> **Source document**:
# TeAAL specifications on variants of Loops' SpMV implementations (Thread-Mapped)

Description: Assign a fixed, constant number of work tiles to each thread. Resultant work items from each work tile are processed sequentially within the thread. 

In this version, each `tile` represents a row of $A$, and each `atom` represents a nonzero entry of $A$. In other words, assigning a thread to each row of $A$. Therefore, TeAAL specs is idential to the original.

Template: https://github.com/gunrock/loops/blob/main/include/loops/algorithms/spmv/thread_mapped.cuh

Scheduler (referenced as `config` below): https://github.com/gunrock/loops/blob/main/include/loops/schedule/thread_mapped.hxx

GPU Kernel Template (Use it as a reference, don't execute it):

In [None]:
'''
template <typename setup_t,
          typename index_t,
          typename offset_t,
          typename type_t>
__global__ void __thread_mapped(setup_t config,
                                const std::size_t rows,
                                const std::size_t cols,
                                const std::size_t nnz,
                                const offset_t* offsets,
                                const index_t* indices,
                                const type_t* values,
                                const type_t* x,
                                type_t* y) {
  /// Equivalent to:
  /// row = blockIdx.x * blockDim.x + threadIdx.x; (init)

> **Entries supplied**:
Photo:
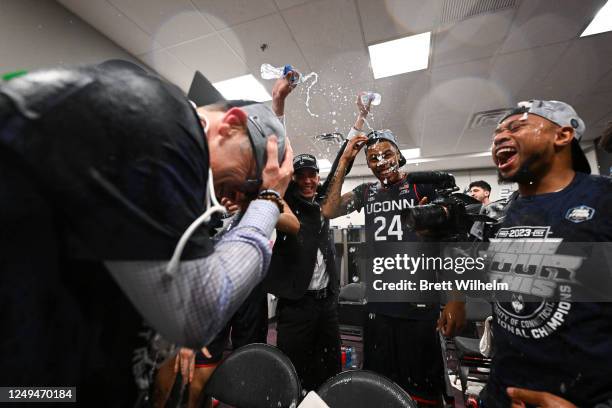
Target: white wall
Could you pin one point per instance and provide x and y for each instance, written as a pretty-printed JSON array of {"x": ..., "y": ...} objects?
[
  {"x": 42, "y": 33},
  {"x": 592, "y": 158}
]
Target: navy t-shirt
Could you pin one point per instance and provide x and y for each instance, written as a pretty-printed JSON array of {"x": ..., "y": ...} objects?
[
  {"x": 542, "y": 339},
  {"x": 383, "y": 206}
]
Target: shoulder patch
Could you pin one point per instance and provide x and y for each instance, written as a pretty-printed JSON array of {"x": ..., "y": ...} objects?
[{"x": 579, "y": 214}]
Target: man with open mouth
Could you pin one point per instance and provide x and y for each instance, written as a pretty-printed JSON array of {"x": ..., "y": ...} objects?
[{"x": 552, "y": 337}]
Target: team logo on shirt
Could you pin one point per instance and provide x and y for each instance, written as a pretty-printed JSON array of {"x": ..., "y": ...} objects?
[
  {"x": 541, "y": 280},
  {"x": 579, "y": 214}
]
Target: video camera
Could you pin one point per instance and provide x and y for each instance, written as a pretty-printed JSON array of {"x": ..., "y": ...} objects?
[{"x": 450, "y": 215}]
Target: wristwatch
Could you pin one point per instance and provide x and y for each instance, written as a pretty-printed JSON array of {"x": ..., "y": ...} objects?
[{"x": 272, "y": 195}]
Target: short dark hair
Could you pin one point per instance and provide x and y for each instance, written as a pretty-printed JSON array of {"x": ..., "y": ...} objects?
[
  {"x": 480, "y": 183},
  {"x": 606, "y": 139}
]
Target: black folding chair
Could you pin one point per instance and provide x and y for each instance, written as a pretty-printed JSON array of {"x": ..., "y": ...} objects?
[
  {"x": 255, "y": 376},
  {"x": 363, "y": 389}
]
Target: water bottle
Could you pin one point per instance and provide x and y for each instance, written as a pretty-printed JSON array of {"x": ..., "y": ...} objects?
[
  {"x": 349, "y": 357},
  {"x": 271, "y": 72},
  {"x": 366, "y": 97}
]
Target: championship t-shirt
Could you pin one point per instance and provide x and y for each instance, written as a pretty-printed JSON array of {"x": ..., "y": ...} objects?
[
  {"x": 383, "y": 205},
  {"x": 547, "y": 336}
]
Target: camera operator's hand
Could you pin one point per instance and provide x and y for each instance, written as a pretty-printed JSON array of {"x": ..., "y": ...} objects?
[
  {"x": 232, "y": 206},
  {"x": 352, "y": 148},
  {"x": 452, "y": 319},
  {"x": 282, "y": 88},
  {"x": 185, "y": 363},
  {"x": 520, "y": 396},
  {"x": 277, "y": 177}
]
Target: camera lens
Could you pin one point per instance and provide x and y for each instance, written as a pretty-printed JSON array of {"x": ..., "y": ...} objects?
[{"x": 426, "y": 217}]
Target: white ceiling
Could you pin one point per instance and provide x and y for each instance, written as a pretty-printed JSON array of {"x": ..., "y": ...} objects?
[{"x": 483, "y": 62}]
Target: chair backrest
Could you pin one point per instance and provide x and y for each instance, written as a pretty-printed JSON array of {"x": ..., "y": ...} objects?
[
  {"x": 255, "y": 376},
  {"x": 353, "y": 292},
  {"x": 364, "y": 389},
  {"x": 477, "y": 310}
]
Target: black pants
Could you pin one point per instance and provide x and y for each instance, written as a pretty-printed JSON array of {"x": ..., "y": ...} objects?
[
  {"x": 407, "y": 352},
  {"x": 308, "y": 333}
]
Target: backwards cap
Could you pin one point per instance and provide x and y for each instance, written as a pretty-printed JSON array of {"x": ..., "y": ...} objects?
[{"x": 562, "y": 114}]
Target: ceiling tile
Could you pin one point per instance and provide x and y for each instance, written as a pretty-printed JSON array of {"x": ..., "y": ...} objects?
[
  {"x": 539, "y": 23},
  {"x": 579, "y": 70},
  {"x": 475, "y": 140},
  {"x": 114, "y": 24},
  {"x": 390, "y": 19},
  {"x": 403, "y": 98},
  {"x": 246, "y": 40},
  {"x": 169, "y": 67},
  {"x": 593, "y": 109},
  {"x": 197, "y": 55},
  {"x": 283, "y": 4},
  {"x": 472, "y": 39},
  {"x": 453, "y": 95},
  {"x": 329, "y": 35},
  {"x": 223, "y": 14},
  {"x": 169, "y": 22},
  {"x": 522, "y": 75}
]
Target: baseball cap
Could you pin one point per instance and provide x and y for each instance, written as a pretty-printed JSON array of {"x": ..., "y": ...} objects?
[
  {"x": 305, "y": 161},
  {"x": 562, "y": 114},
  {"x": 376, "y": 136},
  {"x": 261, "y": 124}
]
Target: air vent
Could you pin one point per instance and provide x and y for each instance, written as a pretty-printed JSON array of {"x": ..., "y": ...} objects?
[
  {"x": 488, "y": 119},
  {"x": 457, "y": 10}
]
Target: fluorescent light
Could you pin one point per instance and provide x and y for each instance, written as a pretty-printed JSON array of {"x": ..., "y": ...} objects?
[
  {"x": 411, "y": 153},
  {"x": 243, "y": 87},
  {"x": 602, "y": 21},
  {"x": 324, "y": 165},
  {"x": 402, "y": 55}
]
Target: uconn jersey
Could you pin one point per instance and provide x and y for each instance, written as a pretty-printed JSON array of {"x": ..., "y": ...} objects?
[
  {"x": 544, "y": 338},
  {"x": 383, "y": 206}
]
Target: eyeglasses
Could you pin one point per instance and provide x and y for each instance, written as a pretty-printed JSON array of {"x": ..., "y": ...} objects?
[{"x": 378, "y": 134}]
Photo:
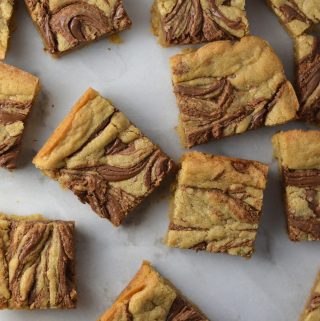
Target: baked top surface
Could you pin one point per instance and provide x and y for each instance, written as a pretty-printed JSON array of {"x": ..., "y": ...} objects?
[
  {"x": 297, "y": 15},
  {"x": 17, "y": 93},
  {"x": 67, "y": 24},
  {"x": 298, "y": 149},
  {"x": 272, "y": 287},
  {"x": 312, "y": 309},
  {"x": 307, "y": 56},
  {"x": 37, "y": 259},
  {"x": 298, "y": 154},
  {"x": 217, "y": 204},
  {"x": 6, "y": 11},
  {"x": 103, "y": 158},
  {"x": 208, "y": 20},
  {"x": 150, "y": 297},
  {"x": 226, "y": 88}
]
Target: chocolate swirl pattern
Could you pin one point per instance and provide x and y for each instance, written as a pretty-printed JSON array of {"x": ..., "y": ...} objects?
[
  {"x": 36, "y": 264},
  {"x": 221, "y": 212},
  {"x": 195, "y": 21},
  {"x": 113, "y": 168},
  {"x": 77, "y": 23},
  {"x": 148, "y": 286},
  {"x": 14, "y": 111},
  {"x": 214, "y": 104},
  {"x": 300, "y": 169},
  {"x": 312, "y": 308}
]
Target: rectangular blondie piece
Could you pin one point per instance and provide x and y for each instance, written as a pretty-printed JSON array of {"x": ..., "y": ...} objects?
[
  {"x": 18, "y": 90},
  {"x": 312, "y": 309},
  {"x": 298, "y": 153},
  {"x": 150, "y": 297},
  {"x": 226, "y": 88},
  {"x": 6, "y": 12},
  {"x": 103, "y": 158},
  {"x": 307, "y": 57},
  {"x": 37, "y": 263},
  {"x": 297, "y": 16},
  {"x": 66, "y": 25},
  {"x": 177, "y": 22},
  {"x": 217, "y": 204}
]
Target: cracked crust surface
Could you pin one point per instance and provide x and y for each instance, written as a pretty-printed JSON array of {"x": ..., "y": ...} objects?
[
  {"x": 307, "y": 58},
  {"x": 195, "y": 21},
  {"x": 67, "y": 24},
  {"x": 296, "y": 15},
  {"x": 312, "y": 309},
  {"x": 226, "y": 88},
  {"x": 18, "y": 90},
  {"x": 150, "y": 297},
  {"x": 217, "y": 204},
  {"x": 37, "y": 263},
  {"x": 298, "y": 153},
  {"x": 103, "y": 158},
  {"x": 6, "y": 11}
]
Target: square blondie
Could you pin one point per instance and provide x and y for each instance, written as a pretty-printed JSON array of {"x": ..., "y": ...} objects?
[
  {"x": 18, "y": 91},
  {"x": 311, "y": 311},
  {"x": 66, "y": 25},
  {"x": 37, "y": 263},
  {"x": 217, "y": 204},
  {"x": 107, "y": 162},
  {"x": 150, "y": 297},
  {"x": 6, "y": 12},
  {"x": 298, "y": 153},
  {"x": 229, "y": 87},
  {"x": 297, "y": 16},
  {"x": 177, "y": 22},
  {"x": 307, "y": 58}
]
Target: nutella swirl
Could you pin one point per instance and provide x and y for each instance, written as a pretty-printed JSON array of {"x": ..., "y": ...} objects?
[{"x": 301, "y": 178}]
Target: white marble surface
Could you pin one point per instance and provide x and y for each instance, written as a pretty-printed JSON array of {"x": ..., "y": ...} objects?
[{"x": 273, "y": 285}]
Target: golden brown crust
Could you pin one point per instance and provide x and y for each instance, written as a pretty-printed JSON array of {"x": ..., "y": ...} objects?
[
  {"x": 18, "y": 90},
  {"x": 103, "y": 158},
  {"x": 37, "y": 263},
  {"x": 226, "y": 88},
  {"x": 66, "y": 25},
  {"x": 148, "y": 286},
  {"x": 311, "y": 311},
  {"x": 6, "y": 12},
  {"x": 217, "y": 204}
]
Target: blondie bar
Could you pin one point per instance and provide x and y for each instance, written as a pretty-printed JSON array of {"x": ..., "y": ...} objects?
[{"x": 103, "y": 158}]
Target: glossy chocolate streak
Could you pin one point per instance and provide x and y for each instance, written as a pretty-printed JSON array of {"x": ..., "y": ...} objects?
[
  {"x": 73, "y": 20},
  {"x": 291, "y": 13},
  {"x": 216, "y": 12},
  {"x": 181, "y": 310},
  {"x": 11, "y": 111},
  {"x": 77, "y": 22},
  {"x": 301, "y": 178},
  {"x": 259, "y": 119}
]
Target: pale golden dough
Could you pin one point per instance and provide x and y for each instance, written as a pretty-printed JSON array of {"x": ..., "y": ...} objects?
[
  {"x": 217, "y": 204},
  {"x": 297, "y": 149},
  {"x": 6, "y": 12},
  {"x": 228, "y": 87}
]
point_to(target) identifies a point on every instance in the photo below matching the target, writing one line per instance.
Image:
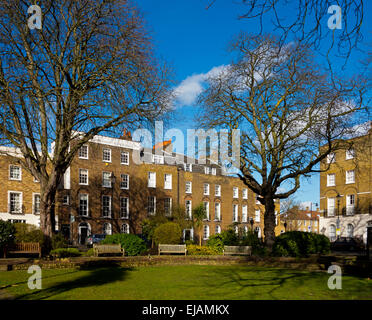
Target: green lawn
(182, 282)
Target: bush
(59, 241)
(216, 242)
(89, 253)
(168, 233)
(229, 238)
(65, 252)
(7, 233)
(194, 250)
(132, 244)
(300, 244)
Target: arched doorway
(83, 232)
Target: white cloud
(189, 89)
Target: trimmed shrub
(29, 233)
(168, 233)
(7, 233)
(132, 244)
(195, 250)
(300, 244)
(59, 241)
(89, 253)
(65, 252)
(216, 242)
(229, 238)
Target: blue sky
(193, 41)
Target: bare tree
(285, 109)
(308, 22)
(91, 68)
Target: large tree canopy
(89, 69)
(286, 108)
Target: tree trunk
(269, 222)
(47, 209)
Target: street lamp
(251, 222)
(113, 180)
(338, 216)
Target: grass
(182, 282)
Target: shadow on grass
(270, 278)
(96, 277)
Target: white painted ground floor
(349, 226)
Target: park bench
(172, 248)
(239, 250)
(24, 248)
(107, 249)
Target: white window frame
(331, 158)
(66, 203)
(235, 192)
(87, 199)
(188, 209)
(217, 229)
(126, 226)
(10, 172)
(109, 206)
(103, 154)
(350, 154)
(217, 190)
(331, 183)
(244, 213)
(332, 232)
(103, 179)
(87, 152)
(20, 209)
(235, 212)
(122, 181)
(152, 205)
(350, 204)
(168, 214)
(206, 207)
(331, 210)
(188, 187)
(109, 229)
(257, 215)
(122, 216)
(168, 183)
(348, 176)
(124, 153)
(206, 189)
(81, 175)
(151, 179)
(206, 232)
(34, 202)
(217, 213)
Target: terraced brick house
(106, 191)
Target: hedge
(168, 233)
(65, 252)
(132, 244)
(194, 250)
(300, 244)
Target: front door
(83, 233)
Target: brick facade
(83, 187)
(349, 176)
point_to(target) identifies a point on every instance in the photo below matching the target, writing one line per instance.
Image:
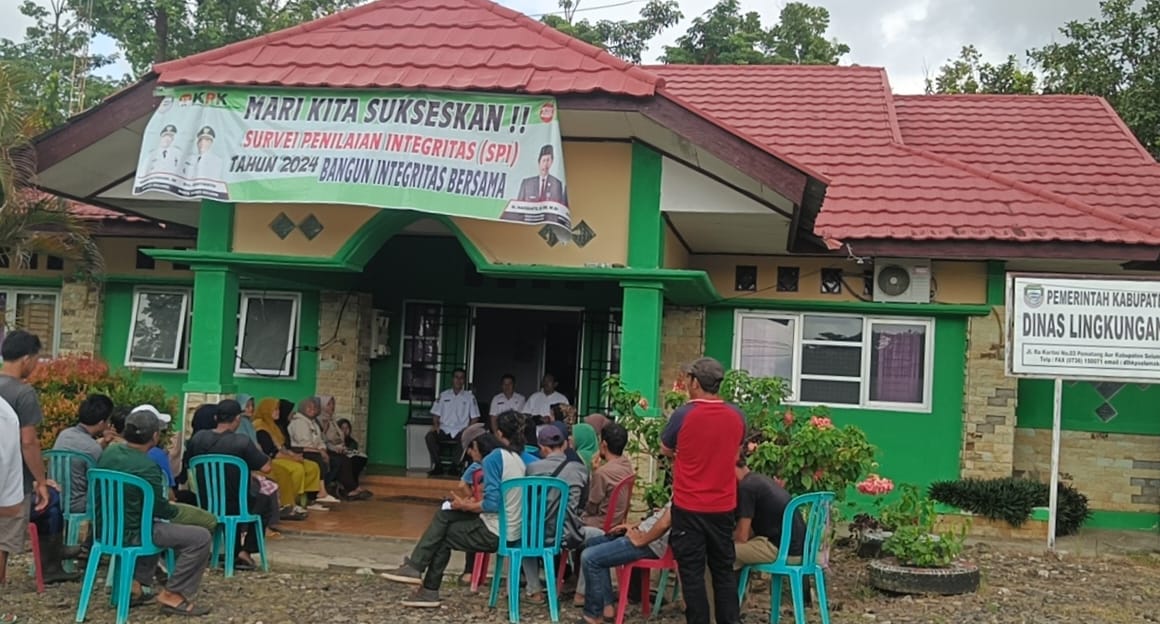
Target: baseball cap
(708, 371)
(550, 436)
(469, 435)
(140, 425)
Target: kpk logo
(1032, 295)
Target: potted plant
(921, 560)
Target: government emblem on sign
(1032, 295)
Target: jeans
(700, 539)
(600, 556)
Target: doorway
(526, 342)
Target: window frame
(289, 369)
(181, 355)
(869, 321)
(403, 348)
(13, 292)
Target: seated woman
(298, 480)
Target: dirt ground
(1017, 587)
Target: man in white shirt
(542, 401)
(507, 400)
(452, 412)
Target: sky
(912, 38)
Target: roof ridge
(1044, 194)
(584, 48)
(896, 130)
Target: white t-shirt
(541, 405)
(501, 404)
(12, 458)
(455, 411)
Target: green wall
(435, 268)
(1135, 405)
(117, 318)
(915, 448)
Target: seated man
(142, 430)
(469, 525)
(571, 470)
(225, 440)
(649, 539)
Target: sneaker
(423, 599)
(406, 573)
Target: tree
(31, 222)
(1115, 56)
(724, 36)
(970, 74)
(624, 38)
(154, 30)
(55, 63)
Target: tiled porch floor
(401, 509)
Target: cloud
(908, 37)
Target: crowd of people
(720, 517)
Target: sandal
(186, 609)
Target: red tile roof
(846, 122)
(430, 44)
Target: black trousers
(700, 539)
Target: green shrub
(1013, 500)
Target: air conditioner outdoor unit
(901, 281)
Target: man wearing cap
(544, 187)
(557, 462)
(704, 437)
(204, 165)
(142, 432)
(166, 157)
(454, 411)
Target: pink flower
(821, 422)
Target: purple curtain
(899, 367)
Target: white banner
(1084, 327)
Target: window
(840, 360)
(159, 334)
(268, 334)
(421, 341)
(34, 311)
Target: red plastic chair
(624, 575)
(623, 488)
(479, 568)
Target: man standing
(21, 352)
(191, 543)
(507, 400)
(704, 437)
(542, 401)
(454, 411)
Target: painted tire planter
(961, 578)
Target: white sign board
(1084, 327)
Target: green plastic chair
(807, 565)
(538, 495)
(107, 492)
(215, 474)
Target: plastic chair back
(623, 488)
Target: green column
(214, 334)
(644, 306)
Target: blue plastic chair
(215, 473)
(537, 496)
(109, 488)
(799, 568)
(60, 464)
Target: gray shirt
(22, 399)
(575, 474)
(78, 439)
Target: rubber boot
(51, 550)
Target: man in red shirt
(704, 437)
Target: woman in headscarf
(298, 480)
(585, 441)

> **Exercises**:
1: Summarize the thread-mapped SpMV page in two sentences.
2: According to the thread-mapped SpMV page, what does each `atom` represent in this version?

> **Answers for the exercise**:
1: The thread-mapped variant assigns a fixed, constant number of work tiles to each thread, and the work items from each tile are processed sequentially within that thread. In this version each tile is a row of A and each atom is a nonzero entry of A, so each row gets its own thread and the TeAAL specs are identical to the original.

2: Each atom represents a nonzero entry of A.